** START OF Given text **
Court Of Queen's Bench Clarifies Law On Academic Disputes In Al-Bakkal v. de Vries, 2016 MBQB 45

Students throughout Canada commonly sue post-secondary educational institutions with respect to academic matters. Actions brought by students against their university or college are almost universally framed in terms of breach of contract, negligence, and/or breach of fiduciary duty.

These claims are frequently subject to motions to strike on the basis that the statements of claim do not disclose a reasonable cause of action or for a lack of jurisdiction. However, in recent years, the outcome of these motions to strike have become inconsistent and unpredictable.

The recent decision of Chief Justice Joyal in Al-Bakkal v. de Vries et. al., 2016 MBQB 45 provides a welcome clarification of the law in a heavily-litigated area. This decision provides significant assistance to post-secondary educational institutions who are the subject of litigation related to academic matters.
** END OF Given text **
List of tasks:
**A.** From the passage on academic disputes, extract the part that opens with the words containing "Students throughout Canada" and closes with "of fiduciary duty.", copied word for word.
**B.** Answer these questions using the passage on academic disputes:
(i) In terms of what three grounds are student actions against a university or college almost universally framed?
(ii) On what two bases are motions to strike these claims brought?
(iii) Who decided Al-Bakkal v. de Vries et. al., 2016 MBQB 45?
**C.** Can you restate more briefly the paragraph of the passage on academic disputes that begins "These claims are frequently"?
** START OF Material provided **
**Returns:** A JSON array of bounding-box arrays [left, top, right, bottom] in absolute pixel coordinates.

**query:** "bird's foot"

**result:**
** END OF Material provided **
Exercise responses:
**A.**
Students throughout Canada commonly sue post-secondary educational institutions with respect to academic matters. Actions brought by students against their university or college are almost universally framed in terms of breach of contract, negligence, and/or breach of fiduciary duty.

**B.**
(i) Breach of contract, negligence, and/or breach of fiduciary duty.
(ii) That the statements of claim do not disclose a reasonable cause of action, or a lack of jurisdiction.
(iii) Chief Justice Joyal.

**C.** Such claims often face motions to strike for disclosing no reasonable cause of action or for lack of jurisdiction, but in recent years the outcomes of these motions have been inconsistent and unpredictable.